WHAT YOU ARE ASKED TO DO: Find every line in the material below that contains the word "white" and copy each one out in full. Case counts.

DATASET RECORDS:
**********
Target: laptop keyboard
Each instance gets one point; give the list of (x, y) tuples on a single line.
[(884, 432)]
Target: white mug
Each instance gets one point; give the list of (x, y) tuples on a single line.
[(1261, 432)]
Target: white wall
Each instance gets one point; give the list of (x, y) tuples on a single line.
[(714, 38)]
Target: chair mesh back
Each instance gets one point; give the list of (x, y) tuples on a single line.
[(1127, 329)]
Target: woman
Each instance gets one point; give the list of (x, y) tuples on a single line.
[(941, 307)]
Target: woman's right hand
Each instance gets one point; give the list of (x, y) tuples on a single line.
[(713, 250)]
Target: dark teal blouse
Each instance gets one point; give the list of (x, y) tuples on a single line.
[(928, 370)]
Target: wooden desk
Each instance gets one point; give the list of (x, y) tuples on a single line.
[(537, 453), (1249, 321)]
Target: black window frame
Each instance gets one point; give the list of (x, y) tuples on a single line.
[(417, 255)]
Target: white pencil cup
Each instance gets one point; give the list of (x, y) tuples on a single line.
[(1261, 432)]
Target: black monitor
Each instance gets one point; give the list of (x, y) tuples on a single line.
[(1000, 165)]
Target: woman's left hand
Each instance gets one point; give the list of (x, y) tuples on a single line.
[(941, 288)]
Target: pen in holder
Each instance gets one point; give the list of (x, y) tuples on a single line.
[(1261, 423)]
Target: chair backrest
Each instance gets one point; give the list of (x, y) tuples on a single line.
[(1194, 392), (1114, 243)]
**********
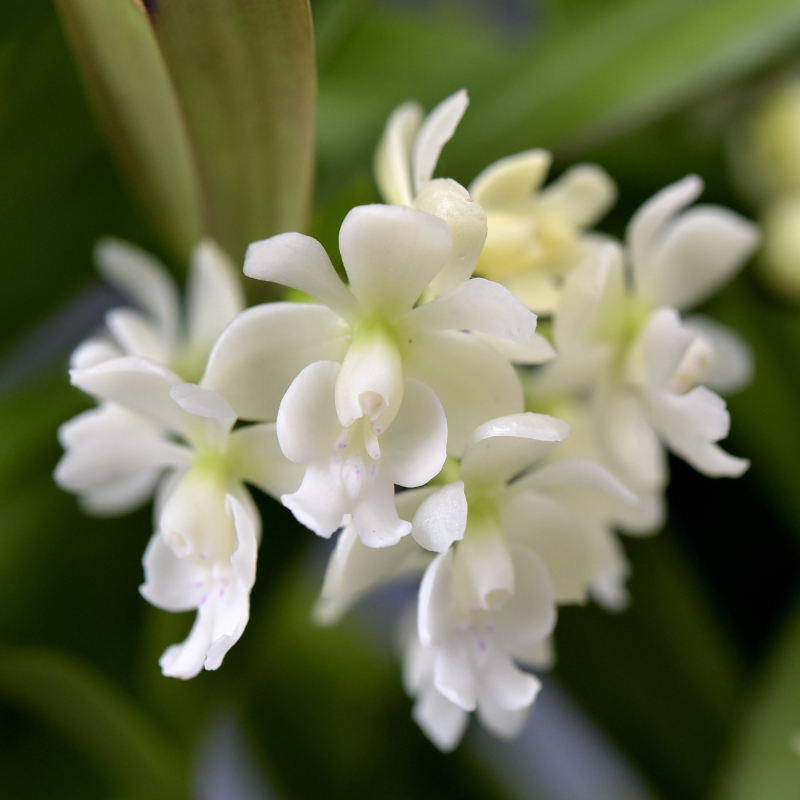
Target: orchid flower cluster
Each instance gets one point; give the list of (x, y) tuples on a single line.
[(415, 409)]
**********
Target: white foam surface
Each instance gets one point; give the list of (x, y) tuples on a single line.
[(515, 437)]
**********
FULL OUTPUT:
Target: white mug
Target: white wall
Target: white pencil cup
Target: white foam surface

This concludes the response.